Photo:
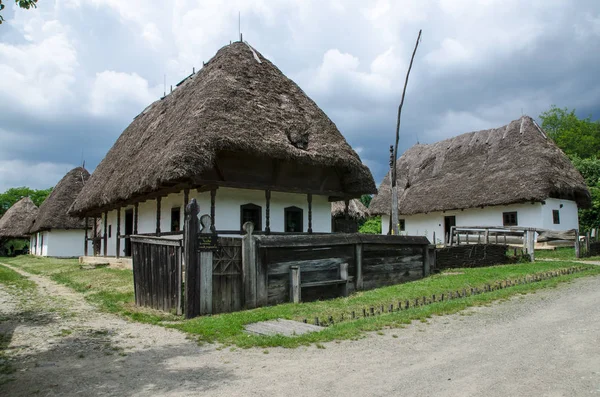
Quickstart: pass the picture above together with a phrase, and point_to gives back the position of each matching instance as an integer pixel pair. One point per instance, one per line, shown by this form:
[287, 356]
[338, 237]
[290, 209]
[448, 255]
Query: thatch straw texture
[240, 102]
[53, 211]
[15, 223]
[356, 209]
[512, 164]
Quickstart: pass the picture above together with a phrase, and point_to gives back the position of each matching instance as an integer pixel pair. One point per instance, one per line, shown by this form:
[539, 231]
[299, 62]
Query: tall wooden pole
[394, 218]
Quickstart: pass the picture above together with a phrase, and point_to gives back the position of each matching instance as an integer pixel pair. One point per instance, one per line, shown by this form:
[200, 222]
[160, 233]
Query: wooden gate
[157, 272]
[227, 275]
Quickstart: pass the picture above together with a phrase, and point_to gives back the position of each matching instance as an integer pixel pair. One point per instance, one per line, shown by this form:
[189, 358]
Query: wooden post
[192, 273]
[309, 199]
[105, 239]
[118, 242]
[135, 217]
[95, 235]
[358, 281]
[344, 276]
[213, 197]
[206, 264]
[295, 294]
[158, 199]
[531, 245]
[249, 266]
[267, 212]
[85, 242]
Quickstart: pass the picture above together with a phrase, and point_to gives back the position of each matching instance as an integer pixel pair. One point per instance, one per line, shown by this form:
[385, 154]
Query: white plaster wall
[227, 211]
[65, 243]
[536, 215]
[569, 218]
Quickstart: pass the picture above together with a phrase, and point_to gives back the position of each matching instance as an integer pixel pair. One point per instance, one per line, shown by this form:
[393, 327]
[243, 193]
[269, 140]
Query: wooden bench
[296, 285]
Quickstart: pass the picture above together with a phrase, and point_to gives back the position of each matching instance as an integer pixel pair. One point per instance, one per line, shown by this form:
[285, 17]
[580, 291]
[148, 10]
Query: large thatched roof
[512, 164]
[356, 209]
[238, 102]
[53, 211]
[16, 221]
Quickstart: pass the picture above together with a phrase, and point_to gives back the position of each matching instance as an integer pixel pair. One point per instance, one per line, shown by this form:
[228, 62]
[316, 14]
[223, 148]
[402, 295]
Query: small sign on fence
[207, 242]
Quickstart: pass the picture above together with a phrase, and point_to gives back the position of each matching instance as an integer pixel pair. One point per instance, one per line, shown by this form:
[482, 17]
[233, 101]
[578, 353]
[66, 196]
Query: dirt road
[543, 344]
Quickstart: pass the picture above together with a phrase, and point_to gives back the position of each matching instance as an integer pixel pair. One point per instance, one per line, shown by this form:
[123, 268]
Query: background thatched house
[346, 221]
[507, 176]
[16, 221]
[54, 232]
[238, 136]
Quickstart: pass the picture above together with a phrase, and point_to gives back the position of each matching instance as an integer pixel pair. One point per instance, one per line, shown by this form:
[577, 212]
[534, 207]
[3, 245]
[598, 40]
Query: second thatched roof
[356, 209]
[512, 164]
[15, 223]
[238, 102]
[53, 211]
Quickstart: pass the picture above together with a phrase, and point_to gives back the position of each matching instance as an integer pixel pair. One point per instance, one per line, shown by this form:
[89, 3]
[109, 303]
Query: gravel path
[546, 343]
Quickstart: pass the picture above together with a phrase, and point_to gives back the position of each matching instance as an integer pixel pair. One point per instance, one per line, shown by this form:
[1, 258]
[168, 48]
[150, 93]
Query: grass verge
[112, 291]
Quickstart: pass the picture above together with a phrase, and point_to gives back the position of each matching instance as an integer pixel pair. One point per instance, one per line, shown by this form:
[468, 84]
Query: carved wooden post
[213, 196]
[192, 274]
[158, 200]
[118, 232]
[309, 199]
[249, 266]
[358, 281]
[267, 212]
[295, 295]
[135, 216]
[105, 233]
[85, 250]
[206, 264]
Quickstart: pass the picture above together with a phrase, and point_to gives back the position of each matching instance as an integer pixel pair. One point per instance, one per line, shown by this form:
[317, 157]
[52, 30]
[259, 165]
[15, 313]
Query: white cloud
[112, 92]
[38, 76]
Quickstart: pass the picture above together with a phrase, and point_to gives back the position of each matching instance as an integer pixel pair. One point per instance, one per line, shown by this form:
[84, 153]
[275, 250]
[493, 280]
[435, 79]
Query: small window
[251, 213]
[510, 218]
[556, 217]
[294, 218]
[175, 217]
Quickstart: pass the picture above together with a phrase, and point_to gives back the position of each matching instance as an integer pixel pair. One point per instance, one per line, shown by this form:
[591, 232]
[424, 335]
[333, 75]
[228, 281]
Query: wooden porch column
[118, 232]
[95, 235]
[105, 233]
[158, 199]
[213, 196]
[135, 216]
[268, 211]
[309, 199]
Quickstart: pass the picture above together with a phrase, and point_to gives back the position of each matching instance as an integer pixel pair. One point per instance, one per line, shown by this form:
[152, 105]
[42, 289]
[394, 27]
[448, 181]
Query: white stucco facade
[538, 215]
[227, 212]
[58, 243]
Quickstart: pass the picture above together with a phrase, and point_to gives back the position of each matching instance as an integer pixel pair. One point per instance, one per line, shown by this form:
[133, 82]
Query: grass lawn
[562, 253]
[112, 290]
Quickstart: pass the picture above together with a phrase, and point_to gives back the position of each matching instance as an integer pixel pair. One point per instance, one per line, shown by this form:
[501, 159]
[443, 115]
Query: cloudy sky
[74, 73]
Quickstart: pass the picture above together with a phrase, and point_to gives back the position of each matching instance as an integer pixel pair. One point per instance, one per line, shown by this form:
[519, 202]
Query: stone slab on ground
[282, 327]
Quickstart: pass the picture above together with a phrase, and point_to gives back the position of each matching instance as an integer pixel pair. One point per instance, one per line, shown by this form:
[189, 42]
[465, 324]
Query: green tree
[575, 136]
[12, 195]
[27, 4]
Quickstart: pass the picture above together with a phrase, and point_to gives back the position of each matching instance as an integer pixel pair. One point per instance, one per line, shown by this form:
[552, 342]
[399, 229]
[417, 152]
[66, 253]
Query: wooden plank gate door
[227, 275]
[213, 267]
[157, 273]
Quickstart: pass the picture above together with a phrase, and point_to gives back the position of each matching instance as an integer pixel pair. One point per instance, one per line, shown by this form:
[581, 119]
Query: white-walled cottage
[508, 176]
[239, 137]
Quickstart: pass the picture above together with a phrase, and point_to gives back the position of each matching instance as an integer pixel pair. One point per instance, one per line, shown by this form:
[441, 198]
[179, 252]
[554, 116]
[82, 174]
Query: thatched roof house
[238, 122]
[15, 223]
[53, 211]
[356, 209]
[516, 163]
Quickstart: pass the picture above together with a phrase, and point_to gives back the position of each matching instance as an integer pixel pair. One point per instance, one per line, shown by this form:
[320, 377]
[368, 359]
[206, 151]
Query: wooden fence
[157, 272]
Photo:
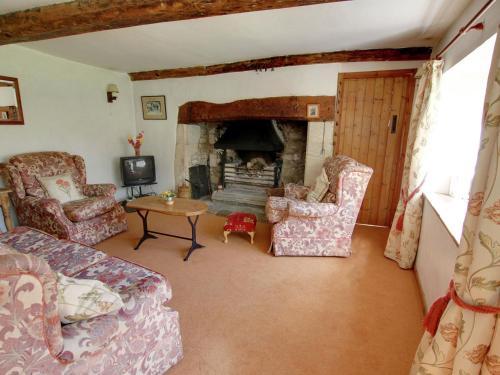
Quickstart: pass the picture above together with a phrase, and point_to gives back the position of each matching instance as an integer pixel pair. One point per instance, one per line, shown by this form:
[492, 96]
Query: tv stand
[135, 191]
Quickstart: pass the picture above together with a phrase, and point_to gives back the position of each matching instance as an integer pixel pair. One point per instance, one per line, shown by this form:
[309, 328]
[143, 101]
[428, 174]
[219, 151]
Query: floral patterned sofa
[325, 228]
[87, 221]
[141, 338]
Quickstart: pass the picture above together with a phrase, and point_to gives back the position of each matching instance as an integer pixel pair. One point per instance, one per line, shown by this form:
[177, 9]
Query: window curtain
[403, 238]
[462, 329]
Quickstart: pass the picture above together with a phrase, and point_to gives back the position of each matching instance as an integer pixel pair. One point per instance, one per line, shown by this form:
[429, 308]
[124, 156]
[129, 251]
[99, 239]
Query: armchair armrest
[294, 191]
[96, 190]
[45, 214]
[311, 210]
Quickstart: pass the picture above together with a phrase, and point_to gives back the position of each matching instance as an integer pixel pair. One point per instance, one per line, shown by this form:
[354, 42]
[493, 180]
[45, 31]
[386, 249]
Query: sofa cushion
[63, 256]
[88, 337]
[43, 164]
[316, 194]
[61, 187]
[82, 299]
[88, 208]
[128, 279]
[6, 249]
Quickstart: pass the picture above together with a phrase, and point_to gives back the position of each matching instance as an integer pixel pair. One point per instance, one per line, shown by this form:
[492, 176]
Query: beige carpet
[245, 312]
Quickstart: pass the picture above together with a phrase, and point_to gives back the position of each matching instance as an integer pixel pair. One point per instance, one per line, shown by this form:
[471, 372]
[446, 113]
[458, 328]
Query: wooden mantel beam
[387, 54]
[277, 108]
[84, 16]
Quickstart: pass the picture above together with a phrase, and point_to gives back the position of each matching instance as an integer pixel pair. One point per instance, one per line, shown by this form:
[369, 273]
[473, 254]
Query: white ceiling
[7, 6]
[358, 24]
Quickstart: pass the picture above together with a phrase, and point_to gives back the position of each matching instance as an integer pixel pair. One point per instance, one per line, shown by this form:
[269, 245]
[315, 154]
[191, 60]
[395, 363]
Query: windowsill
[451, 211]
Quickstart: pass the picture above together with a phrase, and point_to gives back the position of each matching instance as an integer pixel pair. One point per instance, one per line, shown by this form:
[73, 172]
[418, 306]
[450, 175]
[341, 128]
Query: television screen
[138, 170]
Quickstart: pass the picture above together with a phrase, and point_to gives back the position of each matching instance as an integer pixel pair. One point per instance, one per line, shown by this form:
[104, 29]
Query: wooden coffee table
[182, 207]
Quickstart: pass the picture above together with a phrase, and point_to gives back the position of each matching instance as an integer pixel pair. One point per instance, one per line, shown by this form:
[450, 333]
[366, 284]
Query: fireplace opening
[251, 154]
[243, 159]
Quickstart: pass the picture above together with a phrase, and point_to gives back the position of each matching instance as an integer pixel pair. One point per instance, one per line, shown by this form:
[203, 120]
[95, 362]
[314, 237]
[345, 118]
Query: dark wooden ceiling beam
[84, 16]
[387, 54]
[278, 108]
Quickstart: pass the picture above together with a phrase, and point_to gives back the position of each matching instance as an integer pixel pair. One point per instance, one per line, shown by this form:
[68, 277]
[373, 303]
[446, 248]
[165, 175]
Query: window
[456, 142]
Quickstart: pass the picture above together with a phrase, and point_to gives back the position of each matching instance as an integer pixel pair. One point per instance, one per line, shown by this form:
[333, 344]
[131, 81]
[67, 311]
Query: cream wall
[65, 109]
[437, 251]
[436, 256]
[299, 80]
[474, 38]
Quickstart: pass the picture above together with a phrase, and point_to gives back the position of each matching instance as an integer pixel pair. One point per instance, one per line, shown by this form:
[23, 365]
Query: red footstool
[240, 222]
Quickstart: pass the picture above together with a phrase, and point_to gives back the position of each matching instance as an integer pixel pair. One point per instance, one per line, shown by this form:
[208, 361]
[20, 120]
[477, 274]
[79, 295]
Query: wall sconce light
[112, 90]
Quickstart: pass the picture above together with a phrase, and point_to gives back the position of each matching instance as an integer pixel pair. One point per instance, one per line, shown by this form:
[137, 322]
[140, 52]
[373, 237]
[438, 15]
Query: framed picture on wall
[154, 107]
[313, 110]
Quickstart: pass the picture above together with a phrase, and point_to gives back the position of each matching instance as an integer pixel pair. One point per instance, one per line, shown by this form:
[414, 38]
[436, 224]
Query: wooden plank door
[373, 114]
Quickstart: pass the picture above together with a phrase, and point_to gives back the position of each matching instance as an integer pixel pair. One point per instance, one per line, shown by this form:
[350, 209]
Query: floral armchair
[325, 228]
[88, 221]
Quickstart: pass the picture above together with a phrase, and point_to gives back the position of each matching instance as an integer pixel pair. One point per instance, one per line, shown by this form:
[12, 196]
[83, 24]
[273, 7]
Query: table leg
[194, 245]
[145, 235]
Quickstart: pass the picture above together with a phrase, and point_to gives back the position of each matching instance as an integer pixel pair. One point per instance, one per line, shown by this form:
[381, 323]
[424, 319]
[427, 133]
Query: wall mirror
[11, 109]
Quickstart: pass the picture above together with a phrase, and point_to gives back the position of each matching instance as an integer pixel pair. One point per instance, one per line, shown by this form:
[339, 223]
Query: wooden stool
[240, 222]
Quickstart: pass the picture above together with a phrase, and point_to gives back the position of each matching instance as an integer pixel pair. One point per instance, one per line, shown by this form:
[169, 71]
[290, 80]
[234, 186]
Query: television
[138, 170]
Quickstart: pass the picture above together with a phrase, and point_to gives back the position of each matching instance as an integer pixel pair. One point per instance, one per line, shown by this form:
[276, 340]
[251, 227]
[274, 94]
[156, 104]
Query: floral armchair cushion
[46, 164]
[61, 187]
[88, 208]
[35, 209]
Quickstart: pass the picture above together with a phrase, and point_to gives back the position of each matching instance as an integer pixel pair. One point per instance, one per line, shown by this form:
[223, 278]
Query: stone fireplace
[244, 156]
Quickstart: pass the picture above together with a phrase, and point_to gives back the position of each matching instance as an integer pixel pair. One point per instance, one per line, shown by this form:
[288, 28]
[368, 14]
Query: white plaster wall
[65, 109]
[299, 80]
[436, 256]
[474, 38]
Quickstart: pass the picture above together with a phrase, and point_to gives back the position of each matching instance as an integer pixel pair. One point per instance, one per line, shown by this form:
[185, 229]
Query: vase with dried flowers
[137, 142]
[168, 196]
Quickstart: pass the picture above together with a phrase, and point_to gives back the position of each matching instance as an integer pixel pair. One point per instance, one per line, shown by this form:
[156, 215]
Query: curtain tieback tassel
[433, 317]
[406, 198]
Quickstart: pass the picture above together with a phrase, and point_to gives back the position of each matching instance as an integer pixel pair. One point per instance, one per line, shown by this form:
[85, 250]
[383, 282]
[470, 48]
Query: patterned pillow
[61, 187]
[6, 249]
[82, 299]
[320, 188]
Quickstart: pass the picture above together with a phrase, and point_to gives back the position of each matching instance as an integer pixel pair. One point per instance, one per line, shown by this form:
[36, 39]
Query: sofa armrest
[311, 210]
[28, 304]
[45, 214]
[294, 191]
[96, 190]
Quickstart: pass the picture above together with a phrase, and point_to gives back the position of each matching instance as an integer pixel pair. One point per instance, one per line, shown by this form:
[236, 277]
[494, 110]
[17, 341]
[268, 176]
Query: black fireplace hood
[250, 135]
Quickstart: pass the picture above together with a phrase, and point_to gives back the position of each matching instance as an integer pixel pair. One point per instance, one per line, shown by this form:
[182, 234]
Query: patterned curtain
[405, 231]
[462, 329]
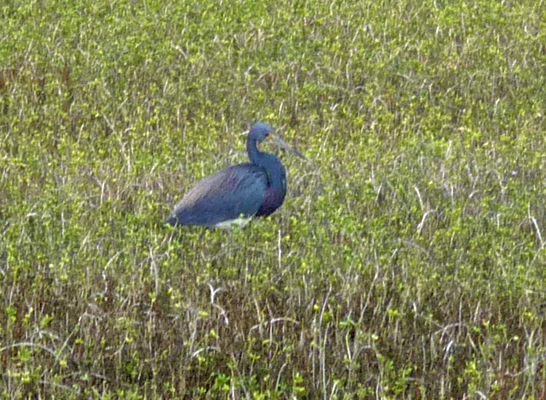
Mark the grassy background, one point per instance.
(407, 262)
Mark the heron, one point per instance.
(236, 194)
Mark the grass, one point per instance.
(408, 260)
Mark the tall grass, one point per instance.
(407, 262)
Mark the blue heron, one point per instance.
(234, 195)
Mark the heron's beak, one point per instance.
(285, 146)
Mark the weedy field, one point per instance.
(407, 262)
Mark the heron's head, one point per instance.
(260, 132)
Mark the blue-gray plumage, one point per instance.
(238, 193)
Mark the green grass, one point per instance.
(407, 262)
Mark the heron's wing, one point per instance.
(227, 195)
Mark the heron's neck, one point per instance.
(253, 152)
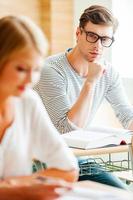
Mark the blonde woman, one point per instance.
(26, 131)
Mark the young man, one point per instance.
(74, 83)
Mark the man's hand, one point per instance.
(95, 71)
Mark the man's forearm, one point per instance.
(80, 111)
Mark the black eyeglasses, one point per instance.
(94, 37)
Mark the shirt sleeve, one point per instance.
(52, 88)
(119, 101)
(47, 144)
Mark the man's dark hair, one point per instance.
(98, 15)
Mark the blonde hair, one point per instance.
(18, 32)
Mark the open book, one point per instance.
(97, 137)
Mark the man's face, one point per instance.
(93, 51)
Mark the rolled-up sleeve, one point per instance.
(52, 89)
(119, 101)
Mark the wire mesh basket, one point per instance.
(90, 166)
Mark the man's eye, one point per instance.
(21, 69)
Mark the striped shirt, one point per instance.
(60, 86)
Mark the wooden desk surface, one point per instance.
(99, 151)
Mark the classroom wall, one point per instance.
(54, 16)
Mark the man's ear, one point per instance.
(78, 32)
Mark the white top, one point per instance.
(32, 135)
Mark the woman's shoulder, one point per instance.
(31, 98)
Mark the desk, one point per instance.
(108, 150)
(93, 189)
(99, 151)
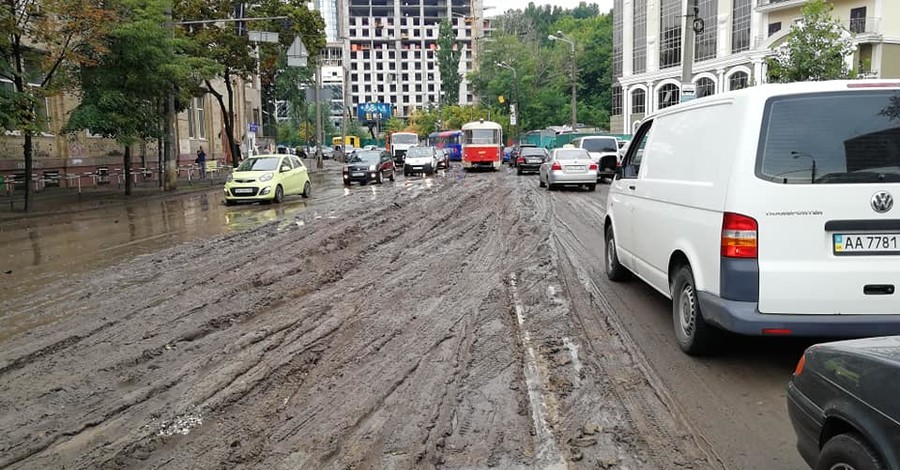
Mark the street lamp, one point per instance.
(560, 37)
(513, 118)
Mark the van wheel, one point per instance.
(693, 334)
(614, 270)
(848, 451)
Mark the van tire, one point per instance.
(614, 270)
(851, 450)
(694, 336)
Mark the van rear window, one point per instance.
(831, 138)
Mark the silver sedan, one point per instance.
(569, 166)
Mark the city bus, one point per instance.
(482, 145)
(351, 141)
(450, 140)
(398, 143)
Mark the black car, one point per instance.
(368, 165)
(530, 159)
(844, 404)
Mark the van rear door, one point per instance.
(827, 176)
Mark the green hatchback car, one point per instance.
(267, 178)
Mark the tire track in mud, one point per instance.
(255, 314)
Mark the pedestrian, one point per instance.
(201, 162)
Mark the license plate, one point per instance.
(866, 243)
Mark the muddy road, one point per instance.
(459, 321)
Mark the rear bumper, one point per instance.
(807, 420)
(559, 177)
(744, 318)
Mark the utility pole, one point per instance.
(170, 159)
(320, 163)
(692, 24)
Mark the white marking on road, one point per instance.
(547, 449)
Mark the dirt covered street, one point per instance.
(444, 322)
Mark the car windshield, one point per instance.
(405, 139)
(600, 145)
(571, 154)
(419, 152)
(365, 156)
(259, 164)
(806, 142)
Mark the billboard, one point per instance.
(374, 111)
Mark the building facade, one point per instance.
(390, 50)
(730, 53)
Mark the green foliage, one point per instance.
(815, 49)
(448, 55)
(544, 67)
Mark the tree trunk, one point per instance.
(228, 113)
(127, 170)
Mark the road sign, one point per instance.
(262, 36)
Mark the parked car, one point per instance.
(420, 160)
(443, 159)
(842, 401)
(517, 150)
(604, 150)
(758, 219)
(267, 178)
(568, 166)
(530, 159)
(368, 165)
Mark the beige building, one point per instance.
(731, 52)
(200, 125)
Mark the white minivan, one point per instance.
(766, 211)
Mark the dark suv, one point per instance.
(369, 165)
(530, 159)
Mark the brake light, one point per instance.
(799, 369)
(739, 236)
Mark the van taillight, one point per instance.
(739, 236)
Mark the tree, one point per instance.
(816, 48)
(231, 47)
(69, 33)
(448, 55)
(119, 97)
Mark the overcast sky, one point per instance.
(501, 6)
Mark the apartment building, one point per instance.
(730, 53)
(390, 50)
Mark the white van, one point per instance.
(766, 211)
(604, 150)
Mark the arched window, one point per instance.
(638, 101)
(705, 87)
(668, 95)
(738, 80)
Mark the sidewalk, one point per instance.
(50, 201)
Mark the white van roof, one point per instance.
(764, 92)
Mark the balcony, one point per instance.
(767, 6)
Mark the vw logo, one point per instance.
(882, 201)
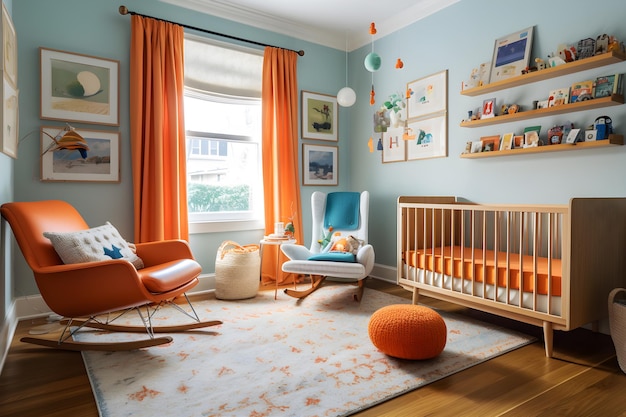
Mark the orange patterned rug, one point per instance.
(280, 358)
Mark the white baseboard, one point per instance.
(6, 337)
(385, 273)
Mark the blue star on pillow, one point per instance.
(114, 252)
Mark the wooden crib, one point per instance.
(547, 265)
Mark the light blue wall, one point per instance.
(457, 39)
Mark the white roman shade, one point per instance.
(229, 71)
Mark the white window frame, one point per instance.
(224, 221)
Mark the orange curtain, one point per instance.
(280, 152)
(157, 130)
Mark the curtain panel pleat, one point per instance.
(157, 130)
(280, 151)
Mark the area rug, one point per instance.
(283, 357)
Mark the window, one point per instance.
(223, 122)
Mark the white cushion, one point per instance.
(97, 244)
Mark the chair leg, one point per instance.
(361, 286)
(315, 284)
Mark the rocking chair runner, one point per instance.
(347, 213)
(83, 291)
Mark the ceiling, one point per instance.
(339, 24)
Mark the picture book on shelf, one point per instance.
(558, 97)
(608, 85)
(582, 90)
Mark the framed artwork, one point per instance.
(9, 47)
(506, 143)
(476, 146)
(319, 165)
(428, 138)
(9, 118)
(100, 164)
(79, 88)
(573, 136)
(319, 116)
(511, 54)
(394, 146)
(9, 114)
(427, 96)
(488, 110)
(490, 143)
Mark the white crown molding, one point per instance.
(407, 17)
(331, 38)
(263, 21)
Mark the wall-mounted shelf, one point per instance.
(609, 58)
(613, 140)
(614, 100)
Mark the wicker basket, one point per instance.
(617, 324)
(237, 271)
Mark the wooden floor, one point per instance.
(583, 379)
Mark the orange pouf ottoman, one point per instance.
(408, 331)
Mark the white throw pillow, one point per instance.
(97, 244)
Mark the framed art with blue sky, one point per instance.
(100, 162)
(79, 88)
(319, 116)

Task details
Return, without any change, the lines from the one holding "Mark the wooden floor, one" through the end of the listing, and only those.

Response
Mark the wooden floor, one point per instance.
(583, 379)
Mark the orange pouf ottoman, one point per instance.
(408, 331)
Mark the white throw pillow, one point per instance.
(97, 244)
Mark the framed art with blue sky, one point per instance.
(100, 162)
(79, 88)
(319, 116)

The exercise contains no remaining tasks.